--- Data ---
______________________________
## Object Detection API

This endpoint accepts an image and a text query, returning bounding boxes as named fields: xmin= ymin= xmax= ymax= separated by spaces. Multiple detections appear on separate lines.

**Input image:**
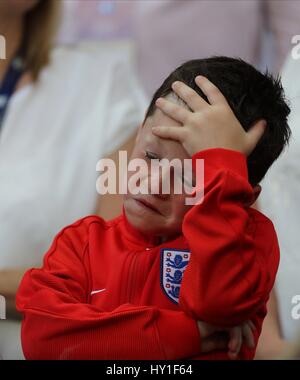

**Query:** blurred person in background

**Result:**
xmin=0 ymin=0 xmax=145 ymax=359
xmin=257 ymin=53 xmax=300 ymax=359
xmin=135 ymin=0 xmax=300 ymax=93
xmin=59 ymin=0 xmax=300 ymax=95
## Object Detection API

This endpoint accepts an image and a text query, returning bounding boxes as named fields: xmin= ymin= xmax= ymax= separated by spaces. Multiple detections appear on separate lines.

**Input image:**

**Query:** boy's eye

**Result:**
xmin=145 ymin=151 xmax=159 ymax=160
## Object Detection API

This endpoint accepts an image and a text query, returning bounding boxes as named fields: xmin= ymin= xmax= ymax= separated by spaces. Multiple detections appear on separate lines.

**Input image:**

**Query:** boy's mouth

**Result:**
______________________________
--- Work to be completed ---
Retype all of the lines above word for word, leaving out the pictures.

--- Result for this task ---
## Object Detection API

This endpoint accepts an image and a text query, returning bounding boxes as named fields: xmin= ymin= xmax= ymax= separated by spaces. Multiple detections appear on separate lines.

**Input image:**

**Query:** blurred person in background

**Result:**
xmin=0 ymin=0 xmax=145 ymax=359
xmin=257 ymin=53 xmax=300 ymax=359
xmin=135 ymin=0 xmax=300 ymax=93
xmin=59 ymin=0 xmax=300 ymax=95
## Object Detection API

This endpoint accepts an image and a text query, returning bounding boxes as named fields: xmin= ymin= xmax= ymax= separated by spaces. Multiple detections appear on separate lines.

**Input image:**

**Query:** boy's eye

**Result:**
xmin=145 ymin=151 xmax=159 ymax=160
## Object Detection API

This endpoint accepts an image and a text query, returning bounding boxes as named fields: xmin= ymin= xmax= ymax= separated by spaces. Multiple detections appear on separate lines.

**Input image:**

**Query:** boy's mouth

**Result:**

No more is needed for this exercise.